→ **TASK DIRECTIONS**
Give back only the lines in the records below from the one with "The service MUST return one point per instance of the chrome" to the one with "The service MUST return one point per instance of the glass", both inclusive, word for word.

________________________

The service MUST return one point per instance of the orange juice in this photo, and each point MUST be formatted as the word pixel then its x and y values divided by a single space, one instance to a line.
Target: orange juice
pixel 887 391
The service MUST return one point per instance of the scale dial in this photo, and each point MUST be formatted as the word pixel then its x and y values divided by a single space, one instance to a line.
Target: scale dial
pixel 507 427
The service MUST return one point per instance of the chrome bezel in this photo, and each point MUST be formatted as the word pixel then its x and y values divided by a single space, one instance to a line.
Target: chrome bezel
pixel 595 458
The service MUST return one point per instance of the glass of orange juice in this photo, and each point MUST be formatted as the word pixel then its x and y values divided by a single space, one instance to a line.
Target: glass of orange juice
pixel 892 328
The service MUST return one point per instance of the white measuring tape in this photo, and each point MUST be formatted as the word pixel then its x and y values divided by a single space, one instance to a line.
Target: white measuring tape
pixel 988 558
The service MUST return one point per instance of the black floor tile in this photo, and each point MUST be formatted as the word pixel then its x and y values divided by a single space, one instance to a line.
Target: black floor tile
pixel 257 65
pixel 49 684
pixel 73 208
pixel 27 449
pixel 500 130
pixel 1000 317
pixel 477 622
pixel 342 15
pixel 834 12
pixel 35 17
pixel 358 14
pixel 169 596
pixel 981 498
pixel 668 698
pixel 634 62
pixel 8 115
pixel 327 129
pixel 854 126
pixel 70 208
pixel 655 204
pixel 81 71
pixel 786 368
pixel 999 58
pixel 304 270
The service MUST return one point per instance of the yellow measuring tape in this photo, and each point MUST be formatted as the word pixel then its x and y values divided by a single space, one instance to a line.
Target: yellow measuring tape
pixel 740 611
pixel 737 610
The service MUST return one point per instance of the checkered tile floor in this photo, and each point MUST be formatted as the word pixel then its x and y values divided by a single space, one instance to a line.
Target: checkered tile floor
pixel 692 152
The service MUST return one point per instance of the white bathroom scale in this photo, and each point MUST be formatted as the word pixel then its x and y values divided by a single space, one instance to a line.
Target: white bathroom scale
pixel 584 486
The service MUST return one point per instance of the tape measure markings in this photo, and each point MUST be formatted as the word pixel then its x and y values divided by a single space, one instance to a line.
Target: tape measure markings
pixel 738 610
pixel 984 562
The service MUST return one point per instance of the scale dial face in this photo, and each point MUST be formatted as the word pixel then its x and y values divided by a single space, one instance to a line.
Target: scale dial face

________________________

→ **ANSWER FOR THE TASK**
The service MUST return one point per instance of the chrome bezel in this photo, and each point MUST be formatted as the word pixel then its x and y values divided by a single space, one instance to a line.
Target: chrome bezel
pixel 595 458
The service MUST return one point per instance of the glass of orange juice in this photo, and each point MUST be formatted as the word pixel then its x and y values divided by a single space, one instance to a line.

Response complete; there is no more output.